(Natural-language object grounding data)
######

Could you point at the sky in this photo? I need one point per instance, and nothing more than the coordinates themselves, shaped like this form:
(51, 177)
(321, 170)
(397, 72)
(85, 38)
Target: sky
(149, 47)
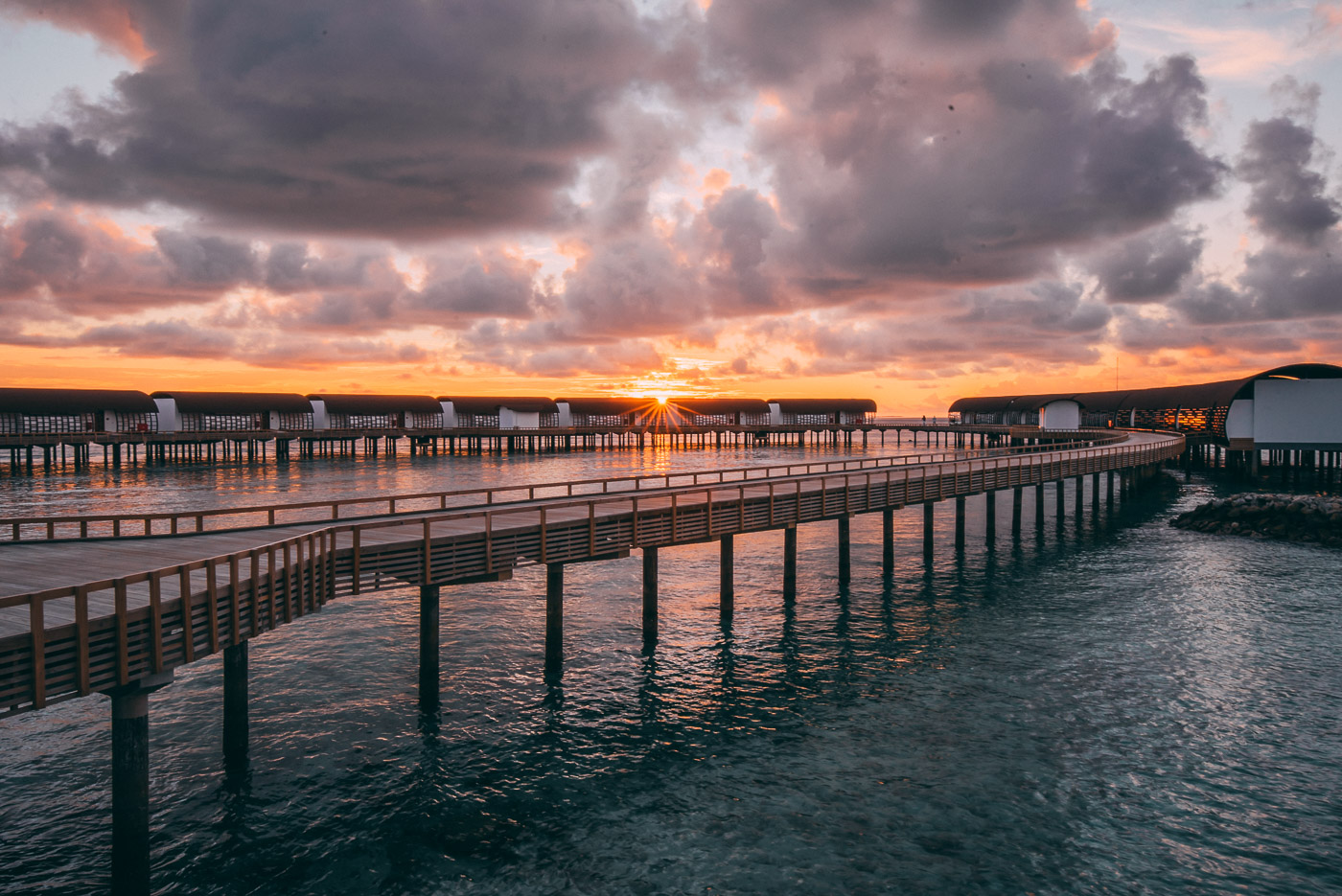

######

A verbatim copy of the entries, stripped of pictures, should be produced.

◆ Response to this task:
Could you point at the sky in this photo? I need one point per instance, and nothing more than the coordinates themselves, shaped like this form:
(51, 177)
(321, 170)
(397, 72)
(85, 38)
Target: sky
(149, 47)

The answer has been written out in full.